## Exercise objective:
Return, word for word, the passage of the ketamine article that begins with "They found that" and ends with "for depressed patients.".

## Supplied text:
══════════

Ketamine has been used by many people over several decades. However, it has not been approved for human use in the United States. New research has shown that ketamine may actually be an effective antidepressant.
A new formulation that you spray into your nose has been shown to be effective in treating depression in several clinical trials. Based on this data, a key panel at the FDA has recommended its approval for treatment resistant depression.
In one of the first clinical trials that drew wide-spread attention from medical professionals, researchers found that ketamine significantly reduced depression symptoms as soon as 24 hours after administration.
Source: Efficacy and Safety of Intranasal Esketamine for the Rapid Reduction of Symptoms of Depression and Suicidality in Patients at Imminent Risk for Suicide: Results of a Double-Blind, Randomized, Placebo-Controlled Study.
SSRIs, the mainstay of depression treatment today, can take weeks or months to take effect.
Phase III Clinical Trial Data for Ketamine
The Phase III data for ketamine showed some evidence of effectiveness, but overall it was mixed.
In order to get FDA approval, drug companies have to undertake multiple clinical trials. Phase III trials, the largest trials, usually produce the data used by the FDA to evaluate the effectiveness of a drug.
In one key phase III clinical trial, researchers evaluated two different doses of ketamine against a placebo control. All patients took an oral antidepressant as well.
After 28 days, doctors examined whether patients who took ketamine had an improvement in their depression compared to patients who only took the control.
They found that while on average, patients did better on ketamine, the results did not reach statistical significance, as shown by the gray error bars above.
Ketamine + Antidepressant may increase response rates
The Phase III trial above also showed that ketamine may potentially increase response rates when combined with an oral antidepressant.
Patients who took ketamine along with an antidepressant were on average more likely to respond to treatment than patients who only took an antidepressant.
Over 28 days, more than half of patients who took high dose ketamine or mid dose ketamine showed significant declines in their depression symptoms. Patients who only took an oral antidepressant (Such as Zoloft or Prozac) only showed a 39% response rate.
Low Response Rates in SSRIs
If the phase III response rate data is confirmed in future trials, this would be an enormous gain for depressed patients.
SSRIs, the most popular antidepressants today, are the best depression treatments ever developed. However, they only work for some patients. Both Zoloft and Prozac have response rates less than 50%.

══════════

## Extracted entries:
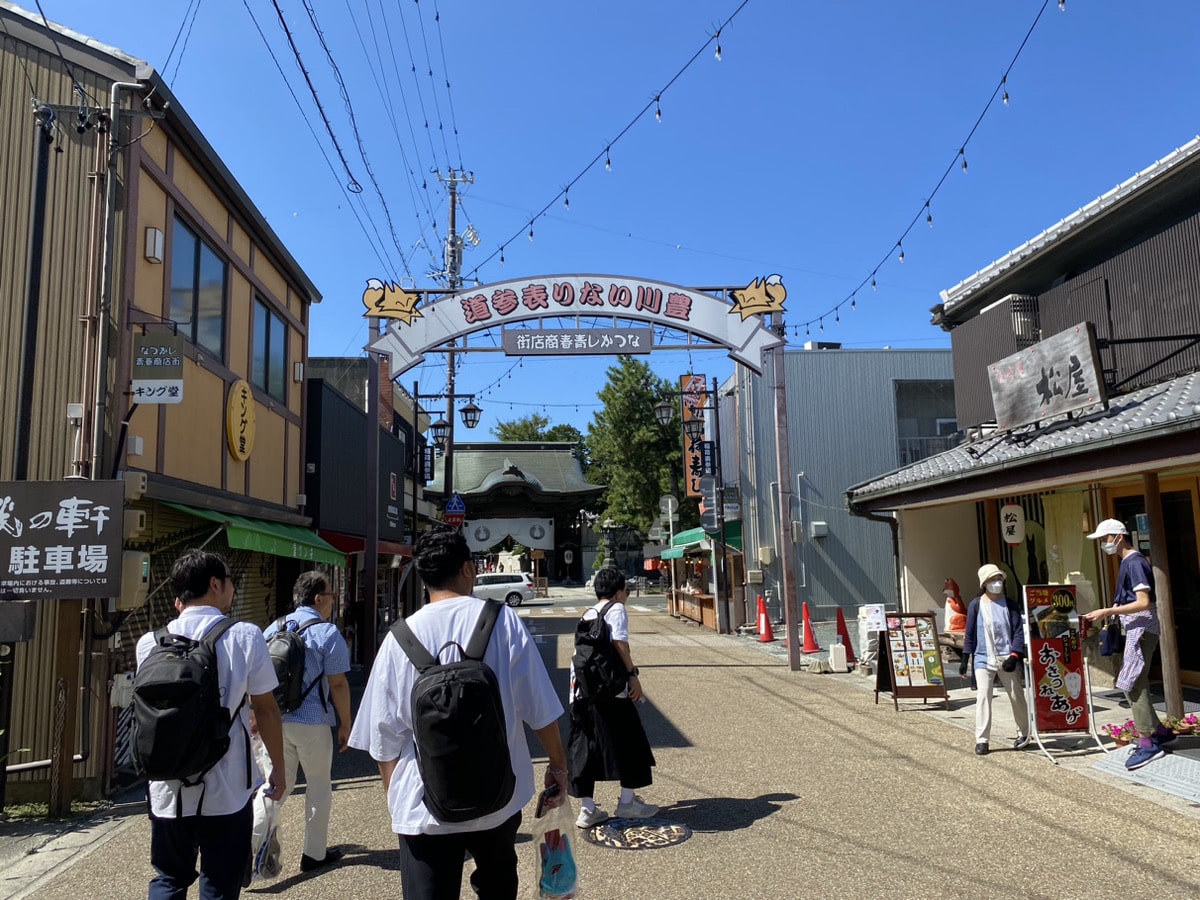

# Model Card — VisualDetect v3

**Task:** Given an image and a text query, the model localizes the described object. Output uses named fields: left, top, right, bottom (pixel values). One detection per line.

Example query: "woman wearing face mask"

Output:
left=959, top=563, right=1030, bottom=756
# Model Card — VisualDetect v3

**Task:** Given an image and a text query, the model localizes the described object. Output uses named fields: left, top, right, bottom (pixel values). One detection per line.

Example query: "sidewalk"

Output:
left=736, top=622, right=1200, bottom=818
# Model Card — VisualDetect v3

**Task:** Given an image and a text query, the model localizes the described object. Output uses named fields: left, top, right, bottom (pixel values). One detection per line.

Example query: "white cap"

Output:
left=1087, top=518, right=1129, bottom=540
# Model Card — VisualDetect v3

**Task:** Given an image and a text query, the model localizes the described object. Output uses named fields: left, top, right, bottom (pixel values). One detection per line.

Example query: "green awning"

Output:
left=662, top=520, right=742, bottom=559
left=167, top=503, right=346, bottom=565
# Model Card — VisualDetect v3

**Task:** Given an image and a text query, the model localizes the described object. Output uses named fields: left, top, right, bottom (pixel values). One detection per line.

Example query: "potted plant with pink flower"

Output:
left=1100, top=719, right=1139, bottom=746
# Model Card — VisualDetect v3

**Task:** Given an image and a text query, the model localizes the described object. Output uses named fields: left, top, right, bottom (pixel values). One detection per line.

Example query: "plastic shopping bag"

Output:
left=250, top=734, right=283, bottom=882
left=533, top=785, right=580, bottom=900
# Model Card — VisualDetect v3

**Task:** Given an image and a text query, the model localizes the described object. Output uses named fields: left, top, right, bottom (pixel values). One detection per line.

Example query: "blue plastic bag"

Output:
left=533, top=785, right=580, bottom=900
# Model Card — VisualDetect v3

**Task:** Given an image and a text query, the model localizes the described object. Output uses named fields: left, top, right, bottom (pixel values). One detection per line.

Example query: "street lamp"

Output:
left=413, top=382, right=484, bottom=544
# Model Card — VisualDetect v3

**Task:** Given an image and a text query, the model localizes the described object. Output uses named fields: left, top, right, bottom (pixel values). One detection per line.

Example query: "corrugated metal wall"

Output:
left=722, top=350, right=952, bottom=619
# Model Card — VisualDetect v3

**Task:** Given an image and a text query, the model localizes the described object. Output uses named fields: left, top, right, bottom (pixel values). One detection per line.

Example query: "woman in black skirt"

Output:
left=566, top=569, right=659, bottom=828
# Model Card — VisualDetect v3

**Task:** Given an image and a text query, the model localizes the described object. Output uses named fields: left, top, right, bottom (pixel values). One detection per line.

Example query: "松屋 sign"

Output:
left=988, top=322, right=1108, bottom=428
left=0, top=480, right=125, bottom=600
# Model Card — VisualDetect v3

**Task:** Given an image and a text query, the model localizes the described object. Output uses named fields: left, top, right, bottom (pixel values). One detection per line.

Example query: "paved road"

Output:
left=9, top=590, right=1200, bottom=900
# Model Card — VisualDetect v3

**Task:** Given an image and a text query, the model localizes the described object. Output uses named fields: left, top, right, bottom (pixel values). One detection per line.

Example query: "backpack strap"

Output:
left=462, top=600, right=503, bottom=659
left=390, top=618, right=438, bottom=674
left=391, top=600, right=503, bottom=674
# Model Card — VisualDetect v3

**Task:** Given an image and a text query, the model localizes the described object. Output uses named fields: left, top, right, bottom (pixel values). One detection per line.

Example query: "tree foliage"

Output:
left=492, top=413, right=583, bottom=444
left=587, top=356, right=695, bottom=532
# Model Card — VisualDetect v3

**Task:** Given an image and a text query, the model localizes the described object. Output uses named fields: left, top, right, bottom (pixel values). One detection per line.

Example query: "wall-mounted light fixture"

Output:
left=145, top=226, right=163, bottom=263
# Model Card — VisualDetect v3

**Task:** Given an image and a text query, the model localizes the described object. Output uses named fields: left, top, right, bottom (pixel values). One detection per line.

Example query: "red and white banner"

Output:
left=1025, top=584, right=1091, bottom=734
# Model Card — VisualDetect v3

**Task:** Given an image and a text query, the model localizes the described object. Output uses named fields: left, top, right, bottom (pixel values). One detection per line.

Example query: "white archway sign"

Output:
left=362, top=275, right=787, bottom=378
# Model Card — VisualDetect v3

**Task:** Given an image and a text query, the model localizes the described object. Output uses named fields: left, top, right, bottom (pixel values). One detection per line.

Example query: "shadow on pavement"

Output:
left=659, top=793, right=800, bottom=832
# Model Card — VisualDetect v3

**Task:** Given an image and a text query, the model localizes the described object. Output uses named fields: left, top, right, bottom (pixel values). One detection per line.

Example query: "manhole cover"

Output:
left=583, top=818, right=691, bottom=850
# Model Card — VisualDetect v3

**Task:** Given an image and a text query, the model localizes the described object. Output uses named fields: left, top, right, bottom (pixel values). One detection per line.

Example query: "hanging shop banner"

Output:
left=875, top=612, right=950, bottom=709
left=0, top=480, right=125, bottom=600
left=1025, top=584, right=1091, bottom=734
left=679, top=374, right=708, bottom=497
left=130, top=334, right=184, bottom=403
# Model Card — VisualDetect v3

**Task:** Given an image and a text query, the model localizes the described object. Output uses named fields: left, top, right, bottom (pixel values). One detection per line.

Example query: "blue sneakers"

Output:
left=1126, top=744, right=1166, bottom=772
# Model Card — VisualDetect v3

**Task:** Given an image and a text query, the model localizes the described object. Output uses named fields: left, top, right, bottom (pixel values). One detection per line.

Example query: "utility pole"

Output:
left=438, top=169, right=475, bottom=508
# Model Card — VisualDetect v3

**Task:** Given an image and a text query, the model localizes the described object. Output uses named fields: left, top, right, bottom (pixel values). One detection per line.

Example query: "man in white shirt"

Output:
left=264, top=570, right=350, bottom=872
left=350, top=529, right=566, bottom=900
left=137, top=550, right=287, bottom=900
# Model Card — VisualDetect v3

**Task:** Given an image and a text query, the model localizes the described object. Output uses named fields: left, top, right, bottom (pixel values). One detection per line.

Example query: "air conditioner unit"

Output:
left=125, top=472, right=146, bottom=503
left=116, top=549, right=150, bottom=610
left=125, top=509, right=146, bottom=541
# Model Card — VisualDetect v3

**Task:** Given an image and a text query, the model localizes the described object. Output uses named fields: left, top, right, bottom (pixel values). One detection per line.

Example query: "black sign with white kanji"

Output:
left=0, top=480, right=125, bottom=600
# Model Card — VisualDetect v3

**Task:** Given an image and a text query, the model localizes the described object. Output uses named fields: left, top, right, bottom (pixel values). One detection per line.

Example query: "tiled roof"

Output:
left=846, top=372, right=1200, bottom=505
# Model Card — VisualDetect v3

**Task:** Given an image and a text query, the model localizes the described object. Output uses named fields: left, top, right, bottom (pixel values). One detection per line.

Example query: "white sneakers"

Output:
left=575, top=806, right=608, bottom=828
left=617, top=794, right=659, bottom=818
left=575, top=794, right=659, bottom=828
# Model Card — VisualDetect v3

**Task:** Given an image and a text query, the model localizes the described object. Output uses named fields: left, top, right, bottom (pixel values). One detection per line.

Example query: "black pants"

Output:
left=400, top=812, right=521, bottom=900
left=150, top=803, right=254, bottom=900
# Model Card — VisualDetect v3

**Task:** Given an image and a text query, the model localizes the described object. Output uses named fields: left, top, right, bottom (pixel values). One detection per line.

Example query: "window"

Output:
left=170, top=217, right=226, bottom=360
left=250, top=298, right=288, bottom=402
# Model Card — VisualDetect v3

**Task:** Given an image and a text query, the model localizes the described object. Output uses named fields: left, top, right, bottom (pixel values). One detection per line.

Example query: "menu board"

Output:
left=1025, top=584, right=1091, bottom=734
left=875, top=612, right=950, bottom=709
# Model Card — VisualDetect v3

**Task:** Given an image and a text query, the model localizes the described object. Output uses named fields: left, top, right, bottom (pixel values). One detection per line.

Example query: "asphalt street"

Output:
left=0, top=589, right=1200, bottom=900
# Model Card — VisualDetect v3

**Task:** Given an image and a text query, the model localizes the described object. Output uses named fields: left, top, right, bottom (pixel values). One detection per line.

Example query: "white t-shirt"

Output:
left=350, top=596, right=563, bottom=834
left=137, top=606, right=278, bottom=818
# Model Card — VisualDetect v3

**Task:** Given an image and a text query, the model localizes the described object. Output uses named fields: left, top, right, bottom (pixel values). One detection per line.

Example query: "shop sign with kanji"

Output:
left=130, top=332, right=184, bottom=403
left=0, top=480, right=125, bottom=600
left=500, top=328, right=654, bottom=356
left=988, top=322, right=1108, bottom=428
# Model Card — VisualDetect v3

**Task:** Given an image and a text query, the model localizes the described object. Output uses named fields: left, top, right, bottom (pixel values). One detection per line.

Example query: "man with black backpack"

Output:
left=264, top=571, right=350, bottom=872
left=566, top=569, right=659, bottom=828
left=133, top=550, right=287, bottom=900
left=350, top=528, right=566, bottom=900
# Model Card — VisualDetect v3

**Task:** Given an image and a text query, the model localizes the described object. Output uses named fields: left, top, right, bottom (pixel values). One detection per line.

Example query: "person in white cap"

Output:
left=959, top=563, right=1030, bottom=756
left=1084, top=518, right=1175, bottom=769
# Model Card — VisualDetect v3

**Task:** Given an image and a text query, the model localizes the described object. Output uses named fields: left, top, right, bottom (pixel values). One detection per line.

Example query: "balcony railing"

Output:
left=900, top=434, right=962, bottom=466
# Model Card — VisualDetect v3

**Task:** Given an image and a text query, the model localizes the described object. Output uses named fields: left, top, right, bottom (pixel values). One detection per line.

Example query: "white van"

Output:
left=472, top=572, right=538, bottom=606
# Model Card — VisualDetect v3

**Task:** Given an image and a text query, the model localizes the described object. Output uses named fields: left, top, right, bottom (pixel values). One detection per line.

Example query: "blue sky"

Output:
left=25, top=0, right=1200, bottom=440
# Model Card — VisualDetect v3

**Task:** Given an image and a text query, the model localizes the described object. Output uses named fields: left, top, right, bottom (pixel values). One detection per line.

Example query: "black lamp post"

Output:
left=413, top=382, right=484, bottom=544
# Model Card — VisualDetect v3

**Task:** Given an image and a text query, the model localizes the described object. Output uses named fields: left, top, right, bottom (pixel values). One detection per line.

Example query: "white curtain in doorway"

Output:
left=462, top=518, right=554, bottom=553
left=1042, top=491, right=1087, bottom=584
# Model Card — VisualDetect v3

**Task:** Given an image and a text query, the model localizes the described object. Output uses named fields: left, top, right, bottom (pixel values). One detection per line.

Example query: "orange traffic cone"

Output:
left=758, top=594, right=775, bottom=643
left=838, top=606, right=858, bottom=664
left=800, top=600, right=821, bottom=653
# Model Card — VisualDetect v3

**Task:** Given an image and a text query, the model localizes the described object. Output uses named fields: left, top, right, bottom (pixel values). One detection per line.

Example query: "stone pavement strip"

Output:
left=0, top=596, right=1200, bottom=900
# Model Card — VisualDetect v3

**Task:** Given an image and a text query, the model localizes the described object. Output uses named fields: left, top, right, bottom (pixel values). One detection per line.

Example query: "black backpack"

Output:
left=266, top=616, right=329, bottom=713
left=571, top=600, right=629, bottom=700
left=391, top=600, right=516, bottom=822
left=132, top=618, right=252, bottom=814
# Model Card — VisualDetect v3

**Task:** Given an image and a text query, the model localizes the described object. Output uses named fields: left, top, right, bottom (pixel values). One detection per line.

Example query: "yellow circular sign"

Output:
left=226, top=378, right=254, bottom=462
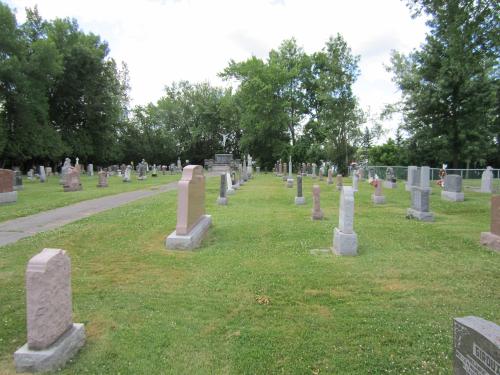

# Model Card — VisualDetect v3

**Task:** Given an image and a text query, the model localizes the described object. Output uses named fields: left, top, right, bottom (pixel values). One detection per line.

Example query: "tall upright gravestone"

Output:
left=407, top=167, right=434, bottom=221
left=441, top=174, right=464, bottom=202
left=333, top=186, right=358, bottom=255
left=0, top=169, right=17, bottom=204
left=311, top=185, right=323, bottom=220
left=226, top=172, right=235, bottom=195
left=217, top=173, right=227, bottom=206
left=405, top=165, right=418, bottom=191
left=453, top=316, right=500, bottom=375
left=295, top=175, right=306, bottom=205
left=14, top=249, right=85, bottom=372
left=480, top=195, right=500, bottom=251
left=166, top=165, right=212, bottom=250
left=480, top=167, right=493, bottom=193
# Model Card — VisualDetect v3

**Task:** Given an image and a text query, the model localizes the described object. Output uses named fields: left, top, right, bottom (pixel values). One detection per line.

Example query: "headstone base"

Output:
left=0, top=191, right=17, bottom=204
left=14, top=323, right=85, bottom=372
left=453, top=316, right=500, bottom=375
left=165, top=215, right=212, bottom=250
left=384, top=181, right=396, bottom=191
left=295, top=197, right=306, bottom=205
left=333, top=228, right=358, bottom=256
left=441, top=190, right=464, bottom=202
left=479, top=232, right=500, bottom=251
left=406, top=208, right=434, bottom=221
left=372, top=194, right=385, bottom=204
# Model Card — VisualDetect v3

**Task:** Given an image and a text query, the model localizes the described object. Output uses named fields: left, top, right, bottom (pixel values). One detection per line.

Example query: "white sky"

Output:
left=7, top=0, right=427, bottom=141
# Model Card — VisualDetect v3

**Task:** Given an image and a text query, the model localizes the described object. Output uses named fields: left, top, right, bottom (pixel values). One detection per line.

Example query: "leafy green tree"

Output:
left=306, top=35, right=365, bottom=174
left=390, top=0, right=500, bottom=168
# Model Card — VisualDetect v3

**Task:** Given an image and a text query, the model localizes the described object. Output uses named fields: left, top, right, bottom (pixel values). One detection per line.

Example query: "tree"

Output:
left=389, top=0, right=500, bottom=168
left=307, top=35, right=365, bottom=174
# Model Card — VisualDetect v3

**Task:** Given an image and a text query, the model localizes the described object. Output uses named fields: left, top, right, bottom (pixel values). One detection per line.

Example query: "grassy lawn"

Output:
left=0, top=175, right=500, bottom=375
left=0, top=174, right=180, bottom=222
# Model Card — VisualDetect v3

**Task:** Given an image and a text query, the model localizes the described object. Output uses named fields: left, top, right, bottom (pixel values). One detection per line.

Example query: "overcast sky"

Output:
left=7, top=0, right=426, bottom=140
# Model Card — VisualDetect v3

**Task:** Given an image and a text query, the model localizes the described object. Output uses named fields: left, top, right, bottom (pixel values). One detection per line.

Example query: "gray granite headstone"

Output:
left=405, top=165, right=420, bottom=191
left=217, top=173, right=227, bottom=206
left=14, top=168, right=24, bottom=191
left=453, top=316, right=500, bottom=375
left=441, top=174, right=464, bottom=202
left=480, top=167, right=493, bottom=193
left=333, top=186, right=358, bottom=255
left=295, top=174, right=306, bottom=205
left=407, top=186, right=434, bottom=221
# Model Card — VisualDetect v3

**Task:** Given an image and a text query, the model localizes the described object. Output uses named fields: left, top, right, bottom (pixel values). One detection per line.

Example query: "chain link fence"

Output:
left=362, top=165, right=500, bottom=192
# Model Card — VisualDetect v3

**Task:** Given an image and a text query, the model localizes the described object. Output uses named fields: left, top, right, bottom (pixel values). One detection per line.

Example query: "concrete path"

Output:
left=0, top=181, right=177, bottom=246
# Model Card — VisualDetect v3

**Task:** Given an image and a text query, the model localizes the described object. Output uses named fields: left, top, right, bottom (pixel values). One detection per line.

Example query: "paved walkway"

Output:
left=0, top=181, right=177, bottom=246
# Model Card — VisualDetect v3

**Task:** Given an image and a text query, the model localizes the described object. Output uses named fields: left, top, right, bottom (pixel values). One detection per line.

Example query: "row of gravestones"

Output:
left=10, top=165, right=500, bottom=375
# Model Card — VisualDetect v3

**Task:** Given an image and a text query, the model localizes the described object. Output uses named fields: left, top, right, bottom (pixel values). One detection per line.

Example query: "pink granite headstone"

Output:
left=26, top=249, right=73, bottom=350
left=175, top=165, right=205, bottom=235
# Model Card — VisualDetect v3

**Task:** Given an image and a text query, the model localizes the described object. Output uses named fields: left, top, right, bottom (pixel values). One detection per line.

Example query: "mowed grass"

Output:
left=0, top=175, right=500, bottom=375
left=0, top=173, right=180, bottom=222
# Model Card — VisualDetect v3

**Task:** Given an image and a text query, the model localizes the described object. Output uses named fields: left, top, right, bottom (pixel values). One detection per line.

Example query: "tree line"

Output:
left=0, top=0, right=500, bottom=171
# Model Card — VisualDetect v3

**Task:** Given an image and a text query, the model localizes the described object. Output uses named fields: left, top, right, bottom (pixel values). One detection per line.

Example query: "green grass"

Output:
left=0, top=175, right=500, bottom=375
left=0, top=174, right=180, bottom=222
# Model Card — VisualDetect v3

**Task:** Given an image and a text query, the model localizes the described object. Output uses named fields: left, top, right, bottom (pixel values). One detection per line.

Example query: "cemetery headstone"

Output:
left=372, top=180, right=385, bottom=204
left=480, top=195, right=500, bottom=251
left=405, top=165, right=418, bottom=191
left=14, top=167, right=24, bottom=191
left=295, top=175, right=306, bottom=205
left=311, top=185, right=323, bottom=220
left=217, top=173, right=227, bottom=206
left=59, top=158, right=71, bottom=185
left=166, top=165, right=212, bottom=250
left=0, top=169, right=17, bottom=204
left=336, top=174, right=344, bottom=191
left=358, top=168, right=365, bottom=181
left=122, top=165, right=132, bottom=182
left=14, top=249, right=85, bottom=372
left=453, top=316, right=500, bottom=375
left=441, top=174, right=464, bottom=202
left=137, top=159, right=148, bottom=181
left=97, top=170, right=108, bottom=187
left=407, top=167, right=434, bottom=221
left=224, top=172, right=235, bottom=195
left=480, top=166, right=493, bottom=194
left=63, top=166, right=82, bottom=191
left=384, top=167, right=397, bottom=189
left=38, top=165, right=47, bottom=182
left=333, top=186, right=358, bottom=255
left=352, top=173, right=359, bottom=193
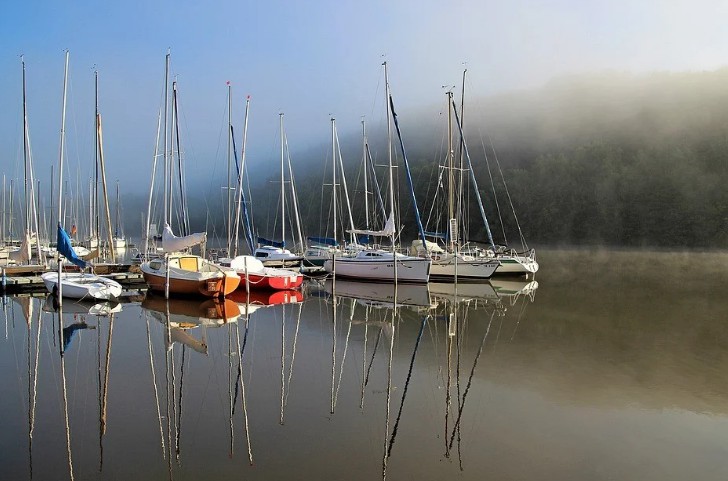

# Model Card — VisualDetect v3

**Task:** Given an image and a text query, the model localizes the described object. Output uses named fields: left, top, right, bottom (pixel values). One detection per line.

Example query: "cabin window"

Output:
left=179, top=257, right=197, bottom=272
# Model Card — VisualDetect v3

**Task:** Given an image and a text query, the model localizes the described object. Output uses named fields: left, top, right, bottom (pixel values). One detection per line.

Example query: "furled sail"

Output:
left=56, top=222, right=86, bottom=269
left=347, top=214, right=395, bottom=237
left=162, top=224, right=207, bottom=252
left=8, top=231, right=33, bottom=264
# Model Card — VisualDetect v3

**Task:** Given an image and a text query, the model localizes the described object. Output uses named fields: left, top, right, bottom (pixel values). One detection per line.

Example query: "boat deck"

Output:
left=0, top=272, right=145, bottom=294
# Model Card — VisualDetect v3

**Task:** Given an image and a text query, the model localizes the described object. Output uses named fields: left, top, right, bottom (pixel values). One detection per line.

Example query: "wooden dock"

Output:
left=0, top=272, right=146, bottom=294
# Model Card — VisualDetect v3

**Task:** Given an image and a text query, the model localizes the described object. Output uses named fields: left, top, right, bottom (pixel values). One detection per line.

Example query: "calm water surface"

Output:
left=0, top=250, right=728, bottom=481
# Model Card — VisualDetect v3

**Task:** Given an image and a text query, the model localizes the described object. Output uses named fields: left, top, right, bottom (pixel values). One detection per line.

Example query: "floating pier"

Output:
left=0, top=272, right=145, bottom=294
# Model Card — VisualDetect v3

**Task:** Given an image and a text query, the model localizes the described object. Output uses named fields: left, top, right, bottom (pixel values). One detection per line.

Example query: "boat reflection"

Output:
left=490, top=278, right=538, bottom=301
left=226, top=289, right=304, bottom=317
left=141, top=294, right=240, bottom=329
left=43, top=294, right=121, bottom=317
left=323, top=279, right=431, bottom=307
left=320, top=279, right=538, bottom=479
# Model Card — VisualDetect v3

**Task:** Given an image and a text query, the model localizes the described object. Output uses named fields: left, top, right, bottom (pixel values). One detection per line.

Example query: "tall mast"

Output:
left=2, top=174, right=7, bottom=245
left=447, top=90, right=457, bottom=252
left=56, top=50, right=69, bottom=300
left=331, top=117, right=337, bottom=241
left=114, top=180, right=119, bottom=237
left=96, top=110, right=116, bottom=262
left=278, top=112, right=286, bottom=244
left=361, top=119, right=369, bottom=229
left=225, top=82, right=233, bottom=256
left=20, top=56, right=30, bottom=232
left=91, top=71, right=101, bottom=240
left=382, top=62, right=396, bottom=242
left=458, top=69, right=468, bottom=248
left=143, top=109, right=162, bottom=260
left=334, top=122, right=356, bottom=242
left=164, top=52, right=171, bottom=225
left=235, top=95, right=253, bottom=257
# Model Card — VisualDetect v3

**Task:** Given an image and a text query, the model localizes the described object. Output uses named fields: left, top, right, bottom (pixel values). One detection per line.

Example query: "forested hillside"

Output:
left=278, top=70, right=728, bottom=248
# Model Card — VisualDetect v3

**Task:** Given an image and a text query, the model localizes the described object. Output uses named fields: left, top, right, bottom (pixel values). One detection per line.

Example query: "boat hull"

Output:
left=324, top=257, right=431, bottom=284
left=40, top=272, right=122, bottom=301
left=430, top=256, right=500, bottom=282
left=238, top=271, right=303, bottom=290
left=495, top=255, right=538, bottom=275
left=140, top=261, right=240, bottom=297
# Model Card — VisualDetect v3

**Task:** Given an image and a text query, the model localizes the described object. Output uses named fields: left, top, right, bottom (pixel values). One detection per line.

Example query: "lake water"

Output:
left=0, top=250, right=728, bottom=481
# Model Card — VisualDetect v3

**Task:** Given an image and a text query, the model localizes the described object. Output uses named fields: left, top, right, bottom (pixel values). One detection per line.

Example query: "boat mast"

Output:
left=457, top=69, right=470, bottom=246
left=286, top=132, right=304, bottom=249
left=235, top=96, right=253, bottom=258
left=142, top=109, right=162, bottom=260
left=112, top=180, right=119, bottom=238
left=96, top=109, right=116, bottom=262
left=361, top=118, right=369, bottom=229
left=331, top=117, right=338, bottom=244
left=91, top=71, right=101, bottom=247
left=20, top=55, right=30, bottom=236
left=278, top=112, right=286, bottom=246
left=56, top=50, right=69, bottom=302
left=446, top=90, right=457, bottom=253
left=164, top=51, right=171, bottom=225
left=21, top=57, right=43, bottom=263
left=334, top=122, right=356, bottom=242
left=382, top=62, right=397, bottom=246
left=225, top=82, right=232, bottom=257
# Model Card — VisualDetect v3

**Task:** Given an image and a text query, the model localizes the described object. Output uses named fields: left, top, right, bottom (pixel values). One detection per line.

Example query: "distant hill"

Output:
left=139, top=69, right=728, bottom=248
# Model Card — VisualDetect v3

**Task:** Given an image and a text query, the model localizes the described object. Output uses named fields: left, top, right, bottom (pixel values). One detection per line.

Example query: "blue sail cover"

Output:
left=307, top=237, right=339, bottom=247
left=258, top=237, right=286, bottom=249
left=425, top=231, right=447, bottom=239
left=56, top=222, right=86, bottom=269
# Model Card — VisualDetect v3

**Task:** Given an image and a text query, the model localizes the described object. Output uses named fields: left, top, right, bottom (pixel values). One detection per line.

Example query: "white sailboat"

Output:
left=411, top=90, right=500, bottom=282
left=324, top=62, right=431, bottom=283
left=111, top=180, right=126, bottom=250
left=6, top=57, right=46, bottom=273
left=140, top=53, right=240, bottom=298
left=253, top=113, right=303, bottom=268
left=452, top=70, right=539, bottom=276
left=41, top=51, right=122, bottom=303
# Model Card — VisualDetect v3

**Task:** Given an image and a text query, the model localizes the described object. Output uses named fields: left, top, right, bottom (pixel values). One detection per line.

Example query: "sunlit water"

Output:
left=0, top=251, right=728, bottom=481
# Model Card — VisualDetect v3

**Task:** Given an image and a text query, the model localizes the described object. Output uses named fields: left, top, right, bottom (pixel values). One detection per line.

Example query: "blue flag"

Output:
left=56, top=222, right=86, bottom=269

══════════

## Result of this task:
They found that while on average, patients did better on ketamine, the results did not reach statistical significance, as shown by the gray error bars above.
Ketamine + Antidepressant may increase response rates
The Phase III trial above also showed that ketamine may potentially increase response rates when combined with an oral antidepressant.
Patients who took ketamine along with an antidepressant were on average more likely to respond to treatment than patients who only took an antidepressant.
Over 28 days, more than half of patients who took high dose ketamine or mid dose ketamine showed significant declines in their depression symptoms. Patients who only took an oral antidepressant (Such as Zoloft or Prozac) only showed a 39% response rate.
Low Response Rates in SSRIs
If the phase III response rate data is confirmed in future trials, this would be an enormous gain for depressed patients.